■ **INSTRUCTIONS TO FOLLOW**
Using the material below, set down only the line containing "Would you be able to point to the shoulder" and the lines after it, unchanged.

■ **MATERIAL SHOWN**

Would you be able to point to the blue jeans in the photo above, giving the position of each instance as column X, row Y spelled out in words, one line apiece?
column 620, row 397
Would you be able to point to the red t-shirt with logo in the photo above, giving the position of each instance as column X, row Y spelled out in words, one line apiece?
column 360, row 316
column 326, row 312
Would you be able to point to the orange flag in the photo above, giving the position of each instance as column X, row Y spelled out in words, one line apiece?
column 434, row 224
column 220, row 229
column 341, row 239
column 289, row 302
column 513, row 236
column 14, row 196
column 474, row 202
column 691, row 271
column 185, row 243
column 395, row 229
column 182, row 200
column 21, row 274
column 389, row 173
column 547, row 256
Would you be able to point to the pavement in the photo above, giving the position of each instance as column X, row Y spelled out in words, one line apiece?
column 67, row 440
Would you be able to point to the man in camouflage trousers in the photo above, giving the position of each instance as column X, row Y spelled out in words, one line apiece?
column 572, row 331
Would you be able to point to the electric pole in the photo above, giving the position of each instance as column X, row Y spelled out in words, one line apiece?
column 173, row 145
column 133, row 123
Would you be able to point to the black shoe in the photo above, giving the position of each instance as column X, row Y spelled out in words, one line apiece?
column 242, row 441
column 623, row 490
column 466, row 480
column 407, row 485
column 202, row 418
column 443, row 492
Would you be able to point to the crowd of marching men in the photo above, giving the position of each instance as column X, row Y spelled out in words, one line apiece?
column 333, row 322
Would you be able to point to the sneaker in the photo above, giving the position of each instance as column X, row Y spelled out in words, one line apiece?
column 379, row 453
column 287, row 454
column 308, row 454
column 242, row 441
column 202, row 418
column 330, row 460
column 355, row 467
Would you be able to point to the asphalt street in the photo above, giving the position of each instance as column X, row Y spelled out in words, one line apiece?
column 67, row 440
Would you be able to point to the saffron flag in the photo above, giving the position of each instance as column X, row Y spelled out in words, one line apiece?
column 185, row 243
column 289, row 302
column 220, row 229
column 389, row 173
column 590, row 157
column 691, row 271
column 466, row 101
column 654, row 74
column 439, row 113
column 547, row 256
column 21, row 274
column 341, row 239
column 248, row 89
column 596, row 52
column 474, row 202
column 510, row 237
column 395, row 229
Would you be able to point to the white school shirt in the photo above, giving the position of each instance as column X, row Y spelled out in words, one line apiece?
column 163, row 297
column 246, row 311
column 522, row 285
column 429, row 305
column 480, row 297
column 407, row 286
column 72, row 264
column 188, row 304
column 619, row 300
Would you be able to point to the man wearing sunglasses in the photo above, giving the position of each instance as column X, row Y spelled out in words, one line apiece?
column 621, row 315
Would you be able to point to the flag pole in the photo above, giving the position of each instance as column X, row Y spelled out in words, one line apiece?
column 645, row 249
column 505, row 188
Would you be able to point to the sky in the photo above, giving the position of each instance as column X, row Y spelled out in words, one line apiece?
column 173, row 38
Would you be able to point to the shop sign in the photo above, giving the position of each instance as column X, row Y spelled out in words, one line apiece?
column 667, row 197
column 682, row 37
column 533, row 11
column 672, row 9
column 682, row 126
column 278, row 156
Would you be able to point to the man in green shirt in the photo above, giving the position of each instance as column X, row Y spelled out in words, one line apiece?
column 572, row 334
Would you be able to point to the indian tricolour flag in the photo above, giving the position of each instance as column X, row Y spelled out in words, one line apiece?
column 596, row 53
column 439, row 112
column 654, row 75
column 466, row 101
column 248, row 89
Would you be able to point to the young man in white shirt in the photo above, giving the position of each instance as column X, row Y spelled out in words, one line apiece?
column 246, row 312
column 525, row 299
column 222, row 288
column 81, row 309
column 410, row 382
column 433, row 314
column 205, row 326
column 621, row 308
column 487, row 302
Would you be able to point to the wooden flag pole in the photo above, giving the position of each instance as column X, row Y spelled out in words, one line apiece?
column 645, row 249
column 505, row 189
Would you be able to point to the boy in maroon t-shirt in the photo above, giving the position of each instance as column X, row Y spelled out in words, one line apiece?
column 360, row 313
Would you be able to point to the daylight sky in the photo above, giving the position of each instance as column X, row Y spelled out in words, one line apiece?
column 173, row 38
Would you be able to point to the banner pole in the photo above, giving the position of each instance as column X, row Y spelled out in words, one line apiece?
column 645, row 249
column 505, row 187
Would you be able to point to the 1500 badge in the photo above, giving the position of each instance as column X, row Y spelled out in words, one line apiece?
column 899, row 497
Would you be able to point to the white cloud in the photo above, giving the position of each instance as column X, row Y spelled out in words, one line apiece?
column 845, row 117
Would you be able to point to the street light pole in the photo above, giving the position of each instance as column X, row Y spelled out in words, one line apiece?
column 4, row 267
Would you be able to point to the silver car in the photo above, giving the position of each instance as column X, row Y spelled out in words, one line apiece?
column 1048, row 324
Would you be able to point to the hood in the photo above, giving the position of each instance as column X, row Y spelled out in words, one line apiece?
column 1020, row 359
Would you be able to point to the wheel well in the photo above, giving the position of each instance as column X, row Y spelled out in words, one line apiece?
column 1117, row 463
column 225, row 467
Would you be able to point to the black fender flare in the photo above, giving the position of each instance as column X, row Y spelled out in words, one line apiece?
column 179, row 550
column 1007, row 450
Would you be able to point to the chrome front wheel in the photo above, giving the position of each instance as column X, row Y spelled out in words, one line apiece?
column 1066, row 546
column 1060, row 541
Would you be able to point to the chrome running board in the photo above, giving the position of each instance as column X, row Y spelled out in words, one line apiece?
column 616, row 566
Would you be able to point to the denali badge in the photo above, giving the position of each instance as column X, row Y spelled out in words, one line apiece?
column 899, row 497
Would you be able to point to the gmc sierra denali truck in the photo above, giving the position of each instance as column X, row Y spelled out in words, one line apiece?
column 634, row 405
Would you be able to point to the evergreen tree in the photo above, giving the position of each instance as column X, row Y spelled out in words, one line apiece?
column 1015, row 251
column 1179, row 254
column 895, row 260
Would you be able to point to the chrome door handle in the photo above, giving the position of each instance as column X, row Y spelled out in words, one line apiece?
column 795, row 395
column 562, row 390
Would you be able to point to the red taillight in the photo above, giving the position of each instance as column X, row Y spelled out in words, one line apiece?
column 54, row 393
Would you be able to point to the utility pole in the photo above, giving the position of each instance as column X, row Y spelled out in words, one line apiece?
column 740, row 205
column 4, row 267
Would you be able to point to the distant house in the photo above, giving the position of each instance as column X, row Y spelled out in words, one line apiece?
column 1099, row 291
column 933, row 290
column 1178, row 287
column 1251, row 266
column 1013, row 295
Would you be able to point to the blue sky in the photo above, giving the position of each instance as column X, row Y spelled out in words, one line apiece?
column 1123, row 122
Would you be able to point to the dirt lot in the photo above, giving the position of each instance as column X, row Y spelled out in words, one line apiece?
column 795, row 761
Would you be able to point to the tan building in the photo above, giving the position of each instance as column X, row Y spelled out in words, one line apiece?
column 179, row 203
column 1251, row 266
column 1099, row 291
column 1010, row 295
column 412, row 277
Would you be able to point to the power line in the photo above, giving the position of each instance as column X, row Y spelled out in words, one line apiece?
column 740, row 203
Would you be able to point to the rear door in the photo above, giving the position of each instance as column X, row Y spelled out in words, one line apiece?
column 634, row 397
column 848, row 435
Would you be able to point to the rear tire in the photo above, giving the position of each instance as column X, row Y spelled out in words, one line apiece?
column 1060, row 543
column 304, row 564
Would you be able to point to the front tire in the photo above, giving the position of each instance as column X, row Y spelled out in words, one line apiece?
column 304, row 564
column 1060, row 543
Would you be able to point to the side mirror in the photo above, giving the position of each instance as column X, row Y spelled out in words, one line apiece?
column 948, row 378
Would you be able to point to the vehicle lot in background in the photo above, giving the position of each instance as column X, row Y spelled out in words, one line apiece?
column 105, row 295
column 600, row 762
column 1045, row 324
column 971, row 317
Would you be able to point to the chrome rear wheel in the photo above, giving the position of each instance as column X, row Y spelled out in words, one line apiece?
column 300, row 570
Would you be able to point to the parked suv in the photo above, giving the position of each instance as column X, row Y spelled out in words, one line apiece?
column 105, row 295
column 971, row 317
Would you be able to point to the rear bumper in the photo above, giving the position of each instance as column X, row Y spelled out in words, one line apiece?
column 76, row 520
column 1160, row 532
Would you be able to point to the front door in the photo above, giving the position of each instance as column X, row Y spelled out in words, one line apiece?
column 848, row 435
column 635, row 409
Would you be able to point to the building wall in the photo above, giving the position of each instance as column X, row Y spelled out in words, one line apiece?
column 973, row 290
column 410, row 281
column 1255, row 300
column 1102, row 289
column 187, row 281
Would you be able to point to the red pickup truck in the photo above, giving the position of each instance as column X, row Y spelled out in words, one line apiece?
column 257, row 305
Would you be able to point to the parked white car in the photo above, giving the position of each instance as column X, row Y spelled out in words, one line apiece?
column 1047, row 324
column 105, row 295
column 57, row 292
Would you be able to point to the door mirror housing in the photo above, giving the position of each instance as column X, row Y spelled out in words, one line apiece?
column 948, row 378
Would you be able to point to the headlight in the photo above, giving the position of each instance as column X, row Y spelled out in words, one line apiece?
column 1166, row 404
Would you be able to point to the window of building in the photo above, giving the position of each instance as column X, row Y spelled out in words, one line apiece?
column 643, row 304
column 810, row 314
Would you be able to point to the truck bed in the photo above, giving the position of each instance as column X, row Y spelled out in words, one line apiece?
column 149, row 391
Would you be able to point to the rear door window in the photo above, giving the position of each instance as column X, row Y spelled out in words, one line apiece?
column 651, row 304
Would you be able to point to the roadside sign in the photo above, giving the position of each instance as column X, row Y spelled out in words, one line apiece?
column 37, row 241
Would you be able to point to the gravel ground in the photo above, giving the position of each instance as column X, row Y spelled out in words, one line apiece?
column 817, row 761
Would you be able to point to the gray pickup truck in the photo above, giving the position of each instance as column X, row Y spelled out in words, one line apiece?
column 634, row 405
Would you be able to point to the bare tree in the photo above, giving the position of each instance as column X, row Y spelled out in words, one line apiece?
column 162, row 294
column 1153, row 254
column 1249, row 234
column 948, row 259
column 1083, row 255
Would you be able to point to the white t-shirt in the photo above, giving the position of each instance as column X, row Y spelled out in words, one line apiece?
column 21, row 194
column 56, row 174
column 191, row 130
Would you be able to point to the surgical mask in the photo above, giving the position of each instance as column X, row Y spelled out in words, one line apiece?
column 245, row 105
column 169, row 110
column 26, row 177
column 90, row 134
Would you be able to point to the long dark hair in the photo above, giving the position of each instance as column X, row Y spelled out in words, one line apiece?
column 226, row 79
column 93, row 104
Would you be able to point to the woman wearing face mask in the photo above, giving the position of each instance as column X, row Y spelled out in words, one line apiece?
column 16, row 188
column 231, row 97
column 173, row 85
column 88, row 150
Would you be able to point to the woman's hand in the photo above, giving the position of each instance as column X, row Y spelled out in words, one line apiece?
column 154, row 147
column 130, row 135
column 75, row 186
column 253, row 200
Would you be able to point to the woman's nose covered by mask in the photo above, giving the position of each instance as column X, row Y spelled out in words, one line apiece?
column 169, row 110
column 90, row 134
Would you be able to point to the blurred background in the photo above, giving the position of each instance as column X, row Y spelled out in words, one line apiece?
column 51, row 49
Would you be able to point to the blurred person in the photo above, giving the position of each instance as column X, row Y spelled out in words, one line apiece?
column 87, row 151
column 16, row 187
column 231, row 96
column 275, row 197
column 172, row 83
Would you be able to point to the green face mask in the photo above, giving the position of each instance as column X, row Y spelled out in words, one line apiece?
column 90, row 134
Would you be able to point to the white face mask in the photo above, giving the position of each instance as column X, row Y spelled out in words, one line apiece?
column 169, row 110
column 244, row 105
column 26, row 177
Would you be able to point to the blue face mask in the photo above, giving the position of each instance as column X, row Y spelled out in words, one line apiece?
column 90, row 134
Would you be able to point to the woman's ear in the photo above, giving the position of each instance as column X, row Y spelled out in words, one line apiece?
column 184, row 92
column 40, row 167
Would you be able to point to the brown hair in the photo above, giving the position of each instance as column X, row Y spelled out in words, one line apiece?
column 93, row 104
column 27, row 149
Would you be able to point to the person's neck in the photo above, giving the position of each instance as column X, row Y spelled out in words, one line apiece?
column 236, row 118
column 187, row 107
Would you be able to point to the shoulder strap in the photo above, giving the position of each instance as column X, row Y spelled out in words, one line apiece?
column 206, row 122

■ **FINISHED EXERCISE**
Would you be able to point to the shoulder strap in the photo above, giving the position of each instance as column X, row Y spelled out in words, one line apiece?
column 206, row 122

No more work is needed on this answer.